■ BRANO ESTRATTO ■

L'amico che non ha informazioni su Tenzin sa comunque che Tenzin deve essere un essere umano, non un cane, una pianta, una montagna o qualcos'altro nella foto. Ha delle informazioni; sta cercando un essere umano. Quindi, l'altra persona dice: "No, Tenzin non è nella foto" e ha in mente la persona completa che conosce, il suo amico Tenzin. Sa che Tenzin è una donna e ha una certa età, ecc. La differenza tra i due osservatori della foto è la differenza di informazioni sul soggetto in questione, Tenzin. L'amico ha pochissime informazioni ma sta cercando un essere umano. L'altro, che conosce Tenzin, ne ha molte. 

Questa è una domanda molto interessante. "Non Tenzin", ma non è esattamente lo stesso esempio di ieri. Il tuo esempio è che la persona sa che Tenzin non è il nome di una montagna. Forse è il nome di una montagna, il monte Tenzin, o il nome di un cane. Avevo un cane in India e il suo nome era Tsultrim, che è anche un nome umano. Questa persona non lo sa. 

Quindi non ha informazioni? 

Beh, non possiamo esserne certi. Questo è l'esempio che abbiamo usato ieri. Porto il mio amico in India e voglio mostrargli una mangusta. Lui non ha la minima idea di cosa sia e vediamo un gatto. Io penso "non una mangusta", e lui pensa "non una mangusta". Lui pensa "non una mangusta" perché sa che è un gatto e, se fosse una mangusta, vedrebbe qualcosa di diverso. Tuttavia, poiché non vede qualcosa di diverso, a causa di quella non-percezione di qualcos'altro, sa che non è una mangusta. 

Ora, secondo una scuola filosofica indiana non buddhista, la Mimamsaka (sanscr. Mīmāṃsaka), si direbbe che il suo modo di conoscere è corretto, valido e distinto. Il Buddhismo direbbe no, come fa a saperlo? Forse "mangusta" è la parola indiana per gatto, forse è un tipo di gatto. Lui non lo sa. Quindi, quante informazioni dobbiamo conoscere per escludere qualcosa? Dobbiamo conoscere solo la cosa che stiamo escludendo (una mangusta), o dobbiamo conoscere assolutamente ogni altro fenomeno conoscibile per sapere che ogni possibile fenomeno conoscibile "non è Tenzin"? Non possiamo conoscere ogni altro possibile fenomeno conoscibile ma solo conoscere Tenzin.

■ COMPITI DELL'ESERCIZIO ■
1. Ricopia dal brano su Tenzin e la mangusta la parte che si apre con le parole contenenti "Ora, secondo una" e si chiude con "solo conoscere Tenzin.".
2. Rispondi alle seguenti domande sul brano su Tenzin e la mangusta.
(a) Come si chiamava il cane che il parlante aveva in India?
(b) Quale animale vedono il parlante e il suo amico al posto della mangusta?
(c) Quale scuola filosofica indiana non buddhista viene citata?
3. Prosegui il brano su Tenzin e la mangusta dal punto in cui si interrompe.
I dati provengono da una fonte diversa dal brano su Tenzin e la mangusta.

■ BLOCCO DI DATI ■
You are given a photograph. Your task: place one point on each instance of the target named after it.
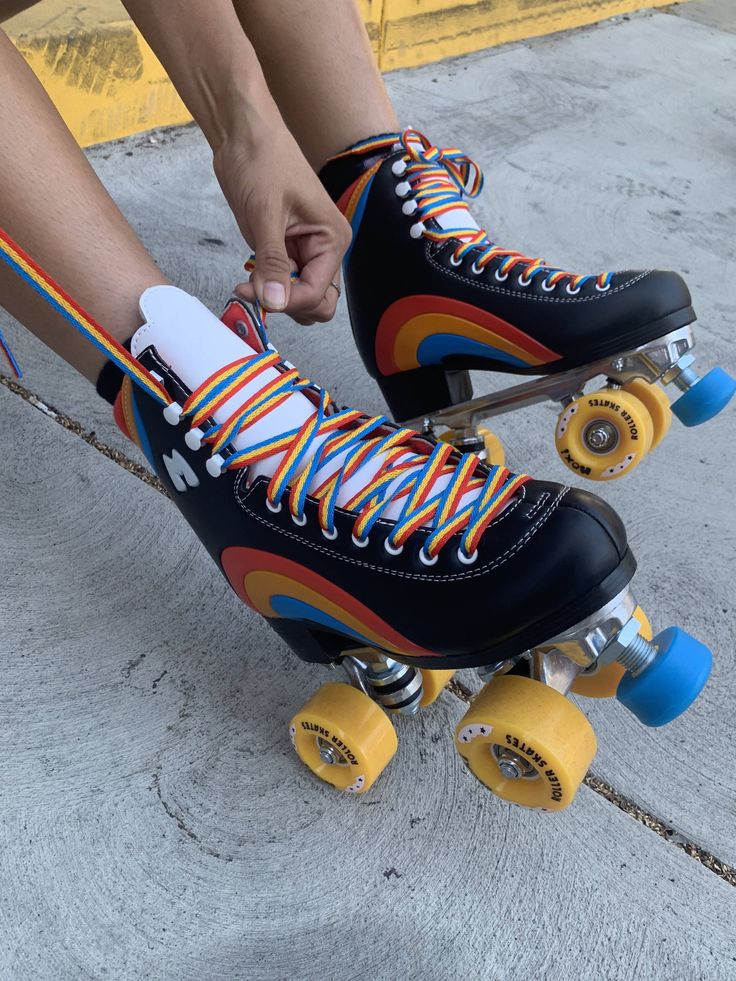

■ RISPOSTE AI COMPITI ■
1.
Ora, secondo una scuola filosofica indiana non buddhista, la Mimamsaka (sanscr. Mīmāṃsaka), si direbbe che il suo modo di conoscere è corretto, valido e distinto. Il Buddhismo direbbe no, come fa a saperlo? Forse "mangusta" è la parola indiana per gatto, forse è un tipo di gatto. Lui non lo sa. Quindi, quante informazioni dobbiamo conoscere per escludere qualcosa? Dobbiamo conoscere solo la cosa che stiamo escludendo (una mangusta), o dobbiamo conoscere assolutamente ogni altro fenomeno conoscibile per sapere che ogni possibile fenomeno conoscibile "non è Tenzin"? Non possiamo conoscere ogni altro possibile fenomeno conoscibile ma solo conoscere Tenzin.

2.
(a) Il cane si chiamava Tsultrim.
(b) Vedono un gatto.
(c) Viene citata la scuola Mimamsaka.

3.
Ebbene, se escludiamo tutto, possiamo davvero coglierne il significato? È solo nel senso di uno specificatore che cogliamo il significato. Chi è Tenzin? Il "Tenzin" a cui sto pensando è "nessuno se non Tenzin". Quindi, questo lo specifica. È tutto ciò che fa ed è sufficiente perché la parola si combini con il significato. Questo è il cuore del livello più avanzato della discussione sulle negazioni, che non possiamo approfondire questo fine settimana. 

Potremmo provare a descrivere Tenzin usando solo le negazioni, dicendo: "beh, la persona non è maschio, non ha i capelli neri, ecc." Ma allora è possibile avere un'idea di chi sia realmente Tenzin usando solo le negazioni? 

Dipende tutto da quanto specifichiamo. Se proviamo a specificare tutto ciò che Tenzin non è, quando mai potremmo davvero specificare Tenzin? Possiamo ottenere un'approssimazione, ma sarebbe infinita. Potremmo dimenticare che lei non indossa mai orecchini. 

Quindi, se è infinito, lo è anche con la "non vera esistenza"? 

No, no, non è infinito con "non vera esistenza"; quella è una cosa diversa. Il punto è che per specificare che qualcosa non è altro che ciò che è, non è nient'altro. Questa esclusione non richiede di esaminare effettivamente tutto il resto ed escluderlo individualmente. Questo è un tipo di esclusione leggermente diverso. Dobbiamo davvero esaminare tutto il resto che non è? In altre parole, per conoscere "non Tenzin" e poi escluderlo, cosa dovevamo sapere di "non Tenzin"?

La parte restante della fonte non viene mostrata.